論文紹介 2024.07.01
男性の年齢と精子調整の方法の違いが胚発生や移植成績に与える影響についての論文のご紹介です。
Advanced Paternal Age: A New Indicator for the Use of Microfluidic Devices for Sperm DNA Fragmentation Selection
Laura Escudé-Logares, Clara Serrano-Novillo, Laia Uroz, Anna Galindo and Carmen Márquez
高齢化による不妊症への影響は女性の方が注視されがちですが、実は男性にもあります。
高齢男性については、精子数や精子運動率の低下以外にも、精子DNA損傷の割合の増加が報告されています。
また、一般的に治療に用いる運動精子は遠心分離を行って選別していますが、遠心分離を行うことで精子への物理的ダメージやそれに伴う精子DNA損傷率が増加してしまうことも報告されています。
精子数や精子運動率、精子奇形率などは通常の精液検査で調べることができますが、精子DNA損傷の程度は目視ではわかりません。
そこで、遠心分離を必要としない精子選別デバイスが開発されました。
そのデバイスは特殊な膜構造をしており、精子の運動性を利用し少ない工程で良好な精子を効率よく回収することで、物理的な精子DNA損傷を防ぐと同時に、活性酸素の発生が抑えられ精子DNA断片化が進行する可能性が低減されます。
この特殊な膜構造を通過できた形態が良好で運動性の良い精子を治療に用います。

********************

**練習問題:**
• A. 本文の「また、一般的に治療に用いる運」から「この特殊な膜構造を通過できた形態が良好で運動性の良い精子を治療に用います。」までを、「この特殊な膜構造を通過できた形態が良好で運動性の良い精子を治療に用います。」も含めてそのまま出力してください。
• B. 男性の年齢と精子調整の方法を扱った本文の続きを、最後の文の後から書き継ぐこと。
次に示す行は、この作業には一切関係しません。

********************

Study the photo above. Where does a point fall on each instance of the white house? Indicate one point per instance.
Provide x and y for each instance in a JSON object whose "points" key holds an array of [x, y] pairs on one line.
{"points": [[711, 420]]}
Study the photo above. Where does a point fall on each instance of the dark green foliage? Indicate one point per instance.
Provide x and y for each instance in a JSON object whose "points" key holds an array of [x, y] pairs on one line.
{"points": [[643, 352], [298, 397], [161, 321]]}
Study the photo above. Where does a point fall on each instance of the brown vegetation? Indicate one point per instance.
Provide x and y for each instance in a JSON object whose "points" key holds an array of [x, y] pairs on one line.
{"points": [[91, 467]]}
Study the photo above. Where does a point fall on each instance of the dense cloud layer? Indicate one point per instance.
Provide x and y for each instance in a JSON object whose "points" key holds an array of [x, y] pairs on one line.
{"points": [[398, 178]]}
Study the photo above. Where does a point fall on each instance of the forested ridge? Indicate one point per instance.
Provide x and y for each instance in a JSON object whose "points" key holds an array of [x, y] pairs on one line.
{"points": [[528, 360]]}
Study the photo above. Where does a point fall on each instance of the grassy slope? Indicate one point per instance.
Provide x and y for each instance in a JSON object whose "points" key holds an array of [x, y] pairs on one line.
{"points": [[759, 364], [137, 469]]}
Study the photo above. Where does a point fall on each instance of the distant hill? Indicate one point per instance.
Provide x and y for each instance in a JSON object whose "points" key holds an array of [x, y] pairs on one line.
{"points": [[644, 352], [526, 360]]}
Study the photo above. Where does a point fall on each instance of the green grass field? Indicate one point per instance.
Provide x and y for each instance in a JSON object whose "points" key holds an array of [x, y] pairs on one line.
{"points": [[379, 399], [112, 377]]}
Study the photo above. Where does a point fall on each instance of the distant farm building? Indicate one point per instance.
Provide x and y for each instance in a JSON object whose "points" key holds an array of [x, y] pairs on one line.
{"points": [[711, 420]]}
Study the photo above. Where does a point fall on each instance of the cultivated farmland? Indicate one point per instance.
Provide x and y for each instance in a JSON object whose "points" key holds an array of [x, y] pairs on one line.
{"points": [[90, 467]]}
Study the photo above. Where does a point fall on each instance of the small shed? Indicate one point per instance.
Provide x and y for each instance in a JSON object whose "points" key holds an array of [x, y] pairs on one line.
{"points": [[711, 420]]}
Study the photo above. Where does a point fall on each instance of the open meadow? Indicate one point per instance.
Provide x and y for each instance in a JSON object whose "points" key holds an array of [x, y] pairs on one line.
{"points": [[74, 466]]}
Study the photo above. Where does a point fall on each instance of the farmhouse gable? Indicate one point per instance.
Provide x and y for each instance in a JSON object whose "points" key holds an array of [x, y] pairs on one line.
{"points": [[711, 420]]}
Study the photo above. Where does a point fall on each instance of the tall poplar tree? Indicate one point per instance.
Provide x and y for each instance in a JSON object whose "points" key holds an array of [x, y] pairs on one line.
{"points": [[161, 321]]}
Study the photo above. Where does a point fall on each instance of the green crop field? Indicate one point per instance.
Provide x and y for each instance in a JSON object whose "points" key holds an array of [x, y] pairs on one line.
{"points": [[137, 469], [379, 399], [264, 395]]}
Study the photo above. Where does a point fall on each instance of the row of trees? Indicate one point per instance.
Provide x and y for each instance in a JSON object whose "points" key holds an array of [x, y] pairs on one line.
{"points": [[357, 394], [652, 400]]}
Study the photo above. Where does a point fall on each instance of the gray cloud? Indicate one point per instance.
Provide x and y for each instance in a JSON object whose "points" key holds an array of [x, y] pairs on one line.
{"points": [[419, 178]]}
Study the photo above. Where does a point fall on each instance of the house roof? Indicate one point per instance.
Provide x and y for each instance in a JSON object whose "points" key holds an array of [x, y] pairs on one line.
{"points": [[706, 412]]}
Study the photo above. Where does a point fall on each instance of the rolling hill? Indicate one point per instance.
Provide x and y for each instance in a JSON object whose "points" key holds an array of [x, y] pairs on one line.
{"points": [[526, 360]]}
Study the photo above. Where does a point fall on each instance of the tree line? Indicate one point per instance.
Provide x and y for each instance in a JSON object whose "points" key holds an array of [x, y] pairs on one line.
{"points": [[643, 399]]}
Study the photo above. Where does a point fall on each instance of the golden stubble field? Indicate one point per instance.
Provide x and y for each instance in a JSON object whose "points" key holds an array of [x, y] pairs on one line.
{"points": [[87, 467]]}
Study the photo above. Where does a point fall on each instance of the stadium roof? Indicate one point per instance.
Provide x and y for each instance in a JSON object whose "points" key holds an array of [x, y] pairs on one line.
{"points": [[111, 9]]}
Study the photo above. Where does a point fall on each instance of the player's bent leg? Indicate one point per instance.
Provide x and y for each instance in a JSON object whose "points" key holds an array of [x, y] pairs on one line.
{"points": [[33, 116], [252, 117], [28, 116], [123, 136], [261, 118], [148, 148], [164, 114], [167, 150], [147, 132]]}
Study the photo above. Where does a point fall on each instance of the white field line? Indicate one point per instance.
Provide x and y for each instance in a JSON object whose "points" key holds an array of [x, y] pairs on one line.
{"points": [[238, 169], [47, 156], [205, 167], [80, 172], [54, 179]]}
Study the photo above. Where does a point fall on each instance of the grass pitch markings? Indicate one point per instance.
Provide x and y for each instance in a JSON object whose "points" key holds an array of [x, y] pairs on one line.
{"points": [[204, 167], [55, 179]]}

********************

**解答例:**
• A.
また、一般的に治療に用いる運動精子は遠心分離を行って選別していますが、遠心分離を行うことで精子への物理的ダメージやそれに伴う精子DNA損傷率が増加してしまうことも報告されています。
精子数や精子運動率、精子奇形率などは通常の精液検査で調べることができますが、精子DNA損傷の程度は目視ではわかりません。
そこで、遠心分離を必要としない精子選別デバイスが開発されました。
そのデバイスは特殊な膜構造をしており、精子の運動性を利用し少ない工程で良好な精子を効率よく回収することで、物理的な精子DNA損傷を防ぐと同時に、活性酸素の発生が抑えられ精子DNA断片化が進行する可能性が低減されます。
この特殊な膜構造を通過できた形態が良好で運動性の良い精子を治療に用います。

• B.
今回の論文では、男性の年齢を45歳以上と未満に分け、精子調整方法を遠心分離と精子選別デバイスの2種類を用いて検討を行っています。検討項目は受精率・胚盤胞到達率・着床率・生児出生率・流産率になります。
年齢(男性) | 遠心分離 | 精子選別デバイス | ||
<45歳 | 受精率 | 71.7% | 76.5% | |
胚盤胞到達率 | 62.4% | 60.2% | ||
着床率 | 50.5% | 59.1% | ||
生児出生率 | 35.3% | 43.1% | ||
流産率 | 34.0% | 33.3% | ||
≧45歳 | 受精率 | 71.7% | 69.3% | |
胚盤胞到達率 | 50.1% | 64.4% | * p<0.05 | |
着床率 | 31.6% | 51.5% | * p<0.05 | |
生児出生率 | 23.7% | 42.4% | * p<0.05 | |
流産率 | 35.7% | 31.2% |
(Table3 一部改変)
この結果から男性の年齢が45歳以上の症例に関しては精子選別デバイスを使用した方が胚盤胞到達率、着床率、生児出生率が有意に高くなることが分かります。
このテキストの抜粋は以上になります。